**WORK REQUEST**
Starting at the line that holds "column 237, row 265" and stopping at the line that holds "column 318, row 107", restate the records below word for word, with both of those lines included.

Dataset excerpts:
----
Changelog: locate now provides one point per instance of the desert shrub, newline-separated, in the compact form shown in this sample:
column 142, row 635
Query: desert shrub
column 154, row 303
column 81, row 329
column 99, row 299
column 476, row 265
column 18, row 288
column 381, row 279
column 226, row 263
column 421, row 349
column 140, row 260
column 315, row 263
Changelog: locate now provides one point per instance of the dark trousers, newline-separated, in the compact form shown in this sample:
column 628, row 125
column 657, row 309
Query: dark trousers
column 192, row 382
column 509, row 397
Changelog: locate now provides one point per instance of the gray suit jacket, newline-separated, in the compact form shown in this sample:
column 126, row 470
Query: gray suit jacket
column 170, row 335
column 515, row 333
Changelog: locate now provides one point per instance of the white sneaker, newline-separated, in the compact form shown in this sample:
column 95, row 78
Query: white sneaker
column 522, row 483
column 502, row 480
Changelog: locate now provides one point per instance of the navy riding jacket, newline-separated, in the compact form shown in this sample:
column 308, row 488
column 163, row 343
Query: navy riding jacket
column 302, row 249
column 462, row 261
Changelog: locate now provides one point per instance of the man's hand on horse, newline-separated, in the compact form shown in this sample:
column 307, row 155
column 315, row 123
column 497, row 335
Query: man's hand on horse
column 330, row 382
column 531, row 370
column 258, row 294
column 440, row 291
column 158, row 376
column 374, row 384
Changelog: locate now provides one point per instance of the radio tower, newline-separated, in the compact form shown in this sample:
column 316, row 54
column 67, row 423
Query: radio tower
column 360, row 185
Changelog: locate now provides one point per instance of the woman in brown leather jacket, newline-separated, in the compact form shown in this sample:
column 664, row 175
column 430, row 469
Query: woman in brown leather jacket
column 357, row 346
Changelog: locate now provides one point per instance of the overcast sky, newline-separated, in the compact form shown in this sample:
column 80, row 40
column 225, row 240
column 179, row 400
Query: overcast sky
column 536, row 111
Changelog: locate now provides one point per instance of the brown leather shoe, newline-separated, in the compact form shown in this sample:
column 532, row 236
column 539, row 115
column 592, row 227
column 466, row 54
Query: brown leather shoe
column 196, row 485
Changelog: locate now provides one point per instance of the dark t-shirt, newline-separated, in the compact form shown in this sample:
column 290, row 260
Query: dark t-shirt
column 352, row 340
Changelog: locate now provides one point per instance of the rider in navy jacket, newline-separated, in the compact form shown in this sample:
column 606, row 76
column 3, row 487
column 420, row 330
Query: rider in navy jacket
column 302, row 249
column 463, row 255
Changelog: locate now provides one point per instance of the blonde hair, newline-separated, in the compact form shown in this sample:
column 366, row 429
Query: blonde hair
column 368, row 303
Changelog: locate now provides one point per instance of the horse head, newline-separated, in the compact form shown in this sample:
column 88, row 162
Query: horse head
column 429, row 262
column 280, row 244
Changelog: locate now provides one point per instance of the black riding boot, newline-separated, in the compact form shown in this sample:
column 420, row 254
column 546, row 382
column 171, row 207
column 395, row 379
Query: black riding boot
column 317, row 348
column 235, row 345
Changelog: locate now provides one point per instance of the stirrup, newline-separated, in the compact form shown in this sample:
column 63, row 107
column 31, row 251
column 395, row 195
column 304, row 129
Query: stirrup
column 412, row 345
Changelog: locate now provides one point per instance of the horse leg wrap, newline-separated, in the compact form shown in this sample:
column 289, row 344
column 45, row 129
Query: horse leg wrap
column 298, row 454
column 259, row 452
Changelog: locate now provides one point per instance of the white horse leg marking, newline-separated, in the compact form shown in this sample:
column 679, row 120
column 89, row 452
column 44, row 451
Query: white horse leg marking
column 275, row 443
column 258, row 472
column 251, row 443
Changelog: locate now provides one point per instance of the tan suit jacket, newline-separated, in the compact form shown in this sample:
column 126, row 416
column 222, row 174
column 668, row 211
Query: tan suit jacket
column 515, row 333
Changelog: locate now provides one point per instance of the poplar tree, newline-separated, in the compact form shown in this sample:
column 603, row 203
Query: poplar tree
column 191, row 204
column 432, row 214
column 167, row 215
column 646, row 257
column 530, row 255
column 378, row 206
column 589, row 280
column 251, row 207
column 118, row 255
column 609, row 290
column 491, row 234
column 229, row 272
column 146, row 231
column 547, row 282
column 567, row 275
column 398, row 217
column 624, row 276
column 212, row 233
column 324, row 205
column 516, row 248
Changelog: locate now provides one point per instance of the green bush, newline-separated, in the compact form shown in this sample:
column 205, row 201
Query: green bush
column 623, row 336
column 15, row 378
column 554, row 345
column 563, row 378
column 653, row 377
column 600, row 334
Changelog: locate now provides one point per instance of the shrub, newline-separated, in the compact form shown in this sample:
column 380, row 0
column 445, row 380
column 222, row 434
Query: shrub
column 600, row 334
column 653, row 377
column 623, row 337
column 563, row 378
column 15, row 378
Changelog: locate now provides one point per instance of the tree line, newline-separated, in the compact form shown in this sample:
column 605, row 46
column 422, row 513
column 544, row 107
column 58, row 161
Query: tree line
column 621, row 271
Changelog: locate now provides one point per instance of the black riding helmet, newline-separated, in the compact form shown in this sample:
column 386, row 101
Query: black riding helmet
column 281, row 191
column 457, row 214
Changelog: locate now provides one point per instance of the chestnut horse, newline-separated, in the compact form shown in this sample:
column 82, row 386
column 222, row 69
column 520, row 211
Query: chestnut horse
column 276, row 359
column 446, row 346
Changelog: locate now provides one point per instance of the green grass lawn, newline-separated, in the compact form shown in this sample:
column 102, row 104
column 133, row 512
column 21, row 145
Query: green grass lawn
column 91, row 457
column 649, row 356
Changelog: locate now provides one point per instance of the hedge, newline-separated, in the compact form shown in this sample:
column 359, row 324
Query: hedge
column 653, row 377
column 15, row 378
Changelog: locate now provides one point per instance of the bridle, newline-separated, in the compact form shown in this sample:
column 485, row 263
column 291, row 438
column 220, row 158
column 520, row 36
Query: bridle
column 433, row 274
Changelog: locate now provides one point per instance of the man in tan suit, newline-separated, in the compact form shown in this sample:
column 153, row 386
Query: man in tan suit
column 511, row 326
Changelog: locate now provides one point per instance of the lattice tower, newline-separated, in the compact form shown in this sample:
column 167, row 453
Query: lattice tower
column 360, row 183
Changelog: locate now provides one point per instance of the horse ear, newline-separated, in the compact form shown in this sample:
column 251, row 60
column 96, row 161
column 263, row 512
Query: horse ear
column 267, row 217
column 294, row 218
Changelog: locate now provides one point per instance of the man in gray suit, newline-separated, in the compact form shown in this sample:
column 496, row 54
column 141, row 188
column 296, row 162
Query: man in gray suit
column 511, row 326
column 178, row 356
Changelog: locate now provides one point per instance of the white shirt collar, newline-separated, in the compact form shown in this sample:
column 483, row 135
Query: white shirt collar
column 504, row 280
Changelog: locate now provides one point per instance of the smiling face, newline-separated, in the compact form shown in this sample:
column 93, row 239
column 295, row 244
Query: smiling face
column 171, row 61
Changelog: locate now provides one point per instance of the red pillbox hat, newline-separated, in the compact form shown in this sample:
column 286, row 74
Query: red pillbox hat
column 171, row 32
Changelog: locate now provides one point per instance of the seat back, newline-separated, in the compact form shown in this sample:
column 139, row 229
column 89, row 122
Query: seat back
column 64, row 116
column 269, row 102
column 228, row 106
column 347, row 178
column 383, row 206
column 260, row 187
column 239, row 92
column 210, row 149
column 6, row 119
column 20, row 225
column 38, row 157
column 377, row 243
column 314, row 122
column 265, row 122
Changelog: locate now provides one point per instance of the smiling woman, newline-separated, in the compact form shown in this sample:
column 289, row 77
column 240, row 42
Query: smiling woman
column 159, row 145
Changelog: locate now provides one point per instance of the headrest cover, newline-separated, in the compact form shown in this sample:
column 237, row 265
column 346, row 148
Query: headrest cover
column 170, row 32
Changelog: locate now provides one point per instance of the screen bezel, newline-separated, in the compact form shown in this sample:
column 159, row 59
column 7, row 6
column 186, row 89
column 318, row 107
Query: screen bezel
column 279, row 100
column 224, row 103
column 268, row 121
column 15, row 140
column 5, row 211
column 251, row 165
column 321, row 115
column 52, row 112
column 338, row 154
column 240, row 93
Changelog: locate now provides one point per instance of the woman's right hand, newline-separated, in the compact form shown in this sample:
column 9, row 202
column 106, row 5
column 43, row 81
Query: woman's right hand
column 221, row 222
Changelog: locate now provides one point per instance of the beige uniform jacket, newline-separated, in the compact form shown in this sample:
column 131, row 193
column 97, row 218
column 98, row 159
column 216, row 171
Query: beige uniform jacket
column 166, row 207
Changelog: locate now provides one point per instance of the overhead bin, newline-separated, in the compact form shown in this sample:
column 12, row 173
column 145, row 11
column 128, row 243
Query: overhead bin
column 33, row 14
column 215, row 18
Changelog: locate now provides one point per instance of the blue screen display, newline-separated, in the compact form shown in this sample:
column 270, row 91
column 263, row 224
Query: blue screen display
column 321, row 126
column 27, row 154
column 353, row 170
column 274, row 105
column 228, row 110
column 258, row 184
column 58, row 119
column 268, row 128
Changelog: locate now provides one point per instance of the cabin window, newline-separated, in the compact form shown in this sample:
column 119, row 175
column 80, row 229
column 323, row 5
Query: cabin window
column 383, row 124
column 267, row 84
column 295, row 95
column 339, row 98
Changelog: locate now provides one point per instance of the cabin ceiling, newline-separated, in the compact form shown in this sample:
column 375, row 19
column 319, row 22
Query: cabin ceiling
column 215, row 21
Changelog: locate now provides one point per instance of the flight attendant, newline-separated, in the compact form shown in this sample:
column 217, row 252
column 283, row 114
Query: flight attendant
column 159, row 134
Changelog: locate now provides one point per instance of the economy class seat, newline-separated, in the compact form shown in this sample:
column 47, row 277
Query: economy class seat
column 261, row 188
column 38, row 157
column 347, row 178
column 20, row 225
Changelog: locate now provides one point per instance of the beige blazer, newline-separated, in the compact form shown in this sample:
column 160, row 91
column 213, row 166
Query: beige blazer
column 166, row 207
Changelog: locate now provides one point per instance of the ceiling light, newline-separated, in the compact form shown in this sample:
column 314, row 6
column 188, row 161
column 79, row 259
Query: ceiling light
----
**ANSWER TO THE EXERCISE**
column 237, row 265
column 346, row 148
Query: headrest cover
column 170, row 32
Changelog: locate now provides one point per instance of the screen bezel, newline-separated, in the compact form shown in this sample:
column 159, row 59
column 7, row 6
column 186, row 89
column 318, row 107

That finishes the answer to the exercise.